Quicksand Explain How They Healed Old Wounds to Create Their First Album in 22 Years

"We realize that we're all on the same side"
Quicksand Explain How They Healed Old Wounds to Create Their First Album in 22 Years
Photo: Cecilia Alejandra
Five years ago, NYC post-hardcore legends Quicksand reformed after acrimoniously calling it quits in the late '90s, following the release of two acclaimed albums: 1993's Slip and 1995's Manic Compression. There never was a guarantee that the band would release a new album, but thankfully, last year they found time to convene and record with rising producer Will Yip. The reason for the delay, however, was mostly due to the members' conflicting schedules.
"We just didn't really have the scheduling together," frontman Walter Schreifels tells Exclaim! "I put out three records this past year, Sergio [Vega, bassist] was doing Deftones and [drummer] Alan [Cage] is the primary caregiver for his four-year-old son, so between those three schedules, we didn't have any sort of routine to make it happen. Especially after trying to come back from such a long absence. You have to really feel that inspiration and give it the time it deserves."
Like a lot of '90s reunions, demand was high for Quicksand, and the offers to play shows were what allowed the band to take that next step.

"Last year, we got offered good money to play some festivals, but without having new material out, it felt like we were crossing a line of playing straight oldies," Schreifels says. "So we decided to take the money from these festivals and invest it into recording. We scheduled the time out and just committed to it. To use our money and take time away from our families, we had to take it seriously."
Since Quicksand disbanded, Schreifels has written music as Rival Schools, Walking Concert, Dead Heavens, Vanishing Life and under his own name, not to mention playing shows with his old, seminal hardcore bands Gorilla Biscuits and Youth of Today. In order to begin writing new Quicksand material after 22 years, Schreifels says it was all just a matter of reigniting the band's chemistry.
"I had to look at it not as writing Quicksand songs, and look at it as us three," he says. "Regardless of our history, Sergio is a great guy to play with. He's a strong, creative player with a real sound. Alan is awesome, but hugely underrated; I think he's one of the best rock drummers of his generation. And being prolific, I've continued to make music in all of these different projects.

**Prompt**
Reproduce the interview text about Quicksand word for word, everything from "Since Quicksand disbanded, Schreifels" down to "these different projects.".

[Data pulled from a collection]

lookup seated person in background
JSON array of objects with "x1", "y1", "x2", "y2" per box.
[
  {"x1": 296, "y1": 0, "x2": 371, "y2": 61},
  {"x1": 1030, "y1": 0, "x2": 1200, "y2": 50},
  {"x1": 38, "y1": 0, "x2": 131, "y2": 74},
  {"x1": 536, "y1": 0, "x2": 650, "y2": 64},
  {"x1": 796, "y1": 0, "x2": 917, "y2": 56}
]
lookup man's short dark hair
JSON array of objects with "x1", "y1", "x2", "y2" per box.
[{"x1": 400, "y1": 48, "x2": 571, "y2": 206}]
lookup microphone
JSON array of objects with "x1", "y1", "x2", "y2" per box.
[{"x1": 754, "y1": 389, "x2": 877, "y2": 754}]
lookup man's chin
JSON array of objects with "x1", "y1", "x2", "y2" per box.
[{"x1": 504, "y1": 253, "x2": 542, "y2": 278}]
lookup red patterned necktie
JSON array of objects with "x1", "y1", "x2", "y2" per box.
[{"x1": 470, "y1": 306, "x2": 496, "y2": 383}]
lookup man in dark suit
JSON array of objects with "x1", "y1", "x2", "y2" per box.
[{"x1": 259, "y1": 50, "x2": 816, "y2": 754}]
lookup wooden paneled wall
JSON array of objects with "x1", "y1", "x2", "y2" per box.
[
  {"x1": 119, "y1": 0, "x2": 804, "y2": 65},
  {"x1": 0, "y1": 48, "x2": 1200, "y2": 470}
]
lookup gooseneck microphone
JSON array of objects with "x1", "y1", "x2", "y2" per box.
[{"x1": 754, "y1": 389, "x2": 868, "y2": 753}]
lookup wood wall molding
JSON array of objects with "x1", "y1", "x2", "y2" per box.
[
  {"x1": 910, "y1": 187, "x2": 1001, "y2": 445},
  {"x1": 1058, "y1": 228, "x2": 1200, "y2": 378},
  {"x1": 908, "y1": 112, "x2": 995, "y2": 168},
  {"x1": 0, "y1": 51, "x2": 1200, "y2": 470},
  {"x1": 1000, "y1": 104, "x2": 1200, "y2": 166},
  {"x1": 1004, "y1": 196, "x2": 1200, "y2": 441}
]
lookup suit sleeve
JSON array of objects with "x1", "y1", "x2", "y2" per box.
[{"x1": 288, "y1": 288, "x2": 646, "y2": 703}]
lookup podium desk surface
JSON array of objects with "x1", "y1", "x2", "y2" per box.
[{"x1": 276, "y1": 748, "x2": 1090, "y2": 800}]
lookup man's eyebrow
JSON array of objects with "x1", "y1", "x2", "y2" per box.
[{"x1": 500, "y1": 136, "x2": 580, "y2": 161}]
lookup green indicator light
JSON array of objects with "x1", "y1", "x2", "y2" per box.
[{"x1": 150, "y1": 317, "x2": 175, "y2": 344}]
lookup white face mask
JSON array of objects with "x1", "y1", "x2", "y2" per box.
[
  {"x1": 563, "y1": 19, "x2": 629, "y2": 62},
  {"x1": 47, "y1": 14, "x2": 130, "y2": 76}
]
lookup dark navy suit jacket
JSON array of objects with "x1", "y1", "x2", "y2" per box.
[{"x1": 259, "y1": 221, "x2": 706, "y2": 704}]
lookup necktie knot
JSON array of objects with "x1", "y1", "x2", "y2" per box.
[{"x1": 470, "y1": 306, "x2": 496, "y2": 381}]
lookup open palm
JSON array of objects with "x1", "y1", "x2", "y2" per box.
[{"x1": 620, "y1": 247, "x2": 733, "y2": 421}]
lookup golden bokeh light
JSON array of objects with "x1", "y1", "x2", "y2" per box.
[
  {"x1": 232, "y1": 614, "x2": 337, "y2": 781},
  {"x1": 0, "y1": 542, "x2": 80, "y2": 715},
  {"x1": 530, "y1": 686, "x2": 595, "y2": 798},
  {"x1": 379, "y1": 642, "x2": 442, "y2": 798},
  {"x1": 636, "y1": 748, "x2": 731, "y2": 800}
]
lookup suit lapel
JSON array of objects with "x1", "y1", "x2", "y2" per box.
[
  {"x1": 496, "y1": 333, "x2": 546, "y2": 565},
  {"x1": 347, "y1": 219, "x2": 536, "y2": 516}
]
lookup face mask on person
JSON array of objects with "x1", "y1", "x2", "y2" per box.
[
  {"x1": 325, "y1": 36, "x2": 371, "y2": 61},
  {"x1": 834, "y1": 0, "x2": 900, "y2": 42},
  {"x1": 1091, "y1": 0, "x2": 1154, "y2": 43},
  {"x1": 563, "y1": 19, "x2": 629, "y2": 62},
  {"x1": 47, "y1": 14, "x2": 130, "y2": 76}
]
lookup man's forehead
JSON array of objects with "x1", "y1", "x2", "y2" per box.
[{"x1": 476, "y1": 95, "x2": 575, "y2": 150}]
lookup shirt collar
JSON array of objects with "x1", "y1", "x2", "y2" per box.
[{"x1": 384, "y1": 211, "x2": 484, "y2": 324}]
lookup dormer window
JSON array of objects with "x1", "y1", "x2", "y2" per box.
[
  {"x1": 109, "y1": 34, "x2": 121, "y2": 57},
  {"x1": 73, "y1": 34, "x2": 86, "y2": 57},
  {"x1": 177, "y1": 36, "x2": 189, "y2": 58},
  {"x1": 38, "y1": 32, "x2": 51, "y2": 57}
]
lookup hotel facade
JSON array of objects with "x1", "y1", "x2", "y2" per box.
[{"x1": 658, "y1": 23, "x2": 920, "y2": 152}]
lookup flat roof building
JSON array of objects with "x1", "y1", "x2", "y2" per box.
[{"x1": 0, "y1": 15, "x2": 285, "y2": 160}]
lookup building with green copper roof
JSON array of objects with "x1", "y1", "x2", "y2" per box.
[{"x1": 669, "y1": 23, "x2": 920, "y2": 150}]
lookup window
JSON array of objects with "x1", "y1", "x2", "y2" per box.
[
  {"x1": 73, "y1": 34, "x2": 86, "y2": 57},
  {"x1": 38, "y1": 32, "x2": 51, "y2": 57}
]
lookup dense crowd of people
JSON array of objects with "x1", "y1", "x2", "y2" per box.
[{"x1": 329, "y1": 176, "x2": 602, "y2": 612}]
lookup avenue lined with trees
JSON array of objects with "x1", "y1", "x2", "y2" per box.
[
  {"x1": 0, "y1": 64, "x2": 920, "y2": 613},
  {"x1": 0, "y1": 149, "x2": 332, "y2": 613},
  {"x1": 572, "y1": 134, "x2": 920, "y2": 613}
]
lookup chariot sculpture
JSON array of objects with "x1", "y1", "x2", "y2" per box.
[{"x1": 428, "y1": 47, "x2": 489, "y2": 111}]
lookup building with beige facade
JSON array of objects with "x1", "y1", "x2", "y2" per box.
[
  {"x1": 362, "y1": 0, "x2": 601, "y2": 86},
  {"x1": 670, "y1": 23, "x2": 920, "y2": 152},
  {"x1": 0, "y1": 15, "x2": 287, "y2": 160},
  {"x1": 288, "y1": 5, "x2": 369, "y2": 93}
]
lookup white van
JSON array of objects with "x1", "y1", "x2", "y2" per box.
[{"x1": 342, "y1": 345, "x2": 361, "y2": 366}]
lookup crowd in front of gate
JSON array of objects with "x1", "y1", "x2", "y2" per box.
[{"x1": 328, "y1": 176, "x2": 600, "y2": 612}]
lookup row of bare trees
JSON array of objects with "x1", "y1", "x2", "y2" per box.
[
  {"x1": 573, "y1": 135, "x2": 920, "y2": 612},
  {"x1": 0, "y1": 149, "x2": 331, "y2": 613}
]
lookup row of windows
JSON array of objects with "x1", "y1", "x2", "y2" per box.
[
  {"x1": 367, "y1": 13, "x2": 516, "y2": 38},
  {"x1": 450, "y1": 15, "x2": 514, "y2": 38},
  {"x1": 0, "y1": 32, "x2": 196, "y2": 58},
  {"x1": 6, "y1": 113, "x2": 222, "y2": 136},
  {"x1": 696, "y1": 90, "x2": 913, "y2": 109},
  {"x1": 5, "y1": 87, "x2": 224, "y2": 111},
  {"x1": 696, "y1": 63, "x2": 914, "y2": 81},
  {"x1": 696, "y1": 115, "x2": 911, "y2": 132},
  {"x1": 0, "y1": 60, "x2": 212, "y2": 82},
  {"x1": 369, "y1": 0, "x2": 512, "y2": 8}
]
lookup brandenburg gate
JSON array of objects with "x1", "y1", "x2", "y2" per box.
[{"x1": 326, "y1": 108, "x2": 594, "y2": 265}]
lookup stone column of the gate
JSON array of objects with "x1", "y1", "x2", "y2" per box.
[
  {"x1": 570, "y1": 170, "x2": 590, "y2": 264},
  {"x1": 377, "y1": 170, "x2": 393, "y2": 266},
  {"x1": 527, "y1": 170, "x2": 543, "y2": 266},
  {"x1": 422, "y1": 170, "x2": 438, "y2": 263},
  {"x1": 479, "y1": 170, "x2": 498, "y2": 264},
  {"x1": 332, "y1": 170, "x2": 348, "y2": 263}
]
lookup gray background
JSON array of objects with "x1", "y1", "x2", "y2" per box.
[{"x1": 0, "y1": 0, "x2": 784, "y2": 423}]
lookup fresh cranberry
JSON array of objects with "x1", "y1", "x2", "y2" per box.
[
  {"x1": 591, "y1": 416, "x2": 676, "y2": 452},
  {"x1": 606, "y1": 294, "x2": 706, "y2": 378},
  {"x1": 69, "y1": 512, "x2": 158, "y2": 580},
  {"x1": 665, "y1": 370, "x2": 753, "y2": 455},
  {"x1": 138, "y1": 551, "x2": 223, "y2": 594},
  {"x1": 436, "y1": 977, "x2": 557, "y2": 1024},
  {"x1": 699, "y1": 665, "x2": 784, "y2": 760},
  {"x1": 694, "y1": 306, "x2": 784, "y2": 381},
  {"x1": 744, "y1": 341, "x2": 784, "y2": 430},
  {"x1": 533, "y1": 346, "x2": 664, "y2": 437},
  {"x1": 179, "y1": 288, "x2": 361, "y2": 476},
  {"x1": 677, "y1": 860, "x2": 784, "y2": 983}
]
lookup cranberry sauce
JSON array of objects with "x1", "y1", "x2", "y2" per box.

**Expected answer**
Since Quicksand disbanded, Schreifels has written music as Rival Schools, Walking Concert, Dead Heavens, Vanishing Life and under his own name, not to mention playing shows with his old, seminal hardcore bands Gorilla Biscuits and Youth of Today. In order to begin writing new Quicksand material after 22 years, Schreifels says it was all just a matter of reigniting the band's chemistry.
"I had to look at it not as writing Quicksand songs, and look at it as us three," he says. "Regardless of our history, Sergio is a great guy to play with. He's a strong, creative player with a real sound. Alan is awesome, but hugely underrated; I think he's one of the best rock drummers of his generation. And being prolific, I've continued to make music in all of these different projects.